• What is needed
Extract every line of text from the records below and copy each one without any change, leaving out the pictures.

Begin Data entries

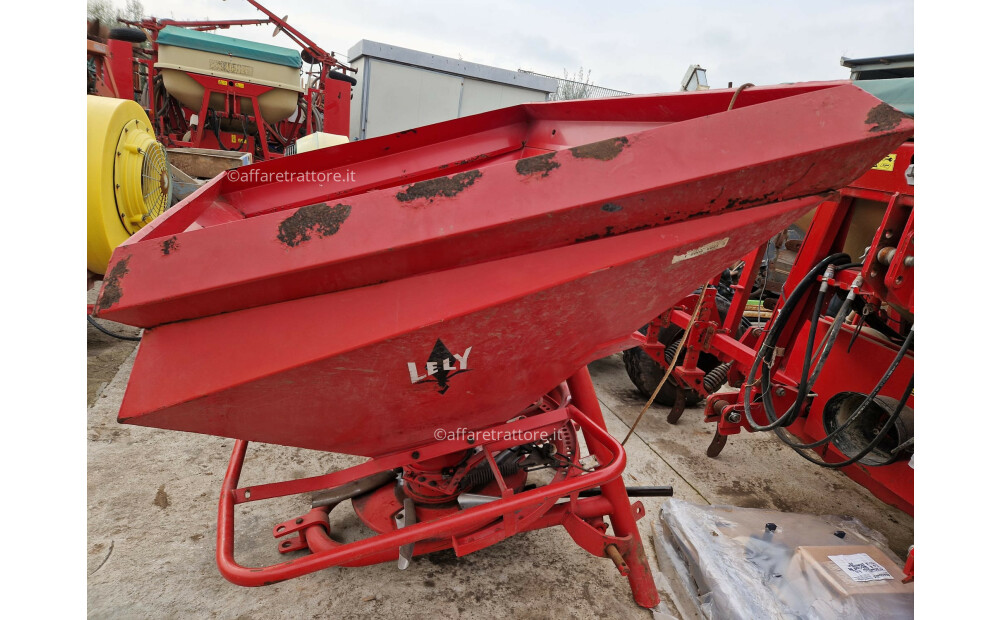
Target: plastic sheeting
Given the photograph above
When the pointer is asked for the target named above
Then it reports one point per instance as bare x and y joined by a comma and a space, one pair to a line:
751, 563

End Data entries

• Task output
Target: plastic sheeting
Given the photograph above
When the pointer is asked for the target named above
Then it reports one point per instance as bare x and y joined by a comma and a space, one pair to a line:
751, 563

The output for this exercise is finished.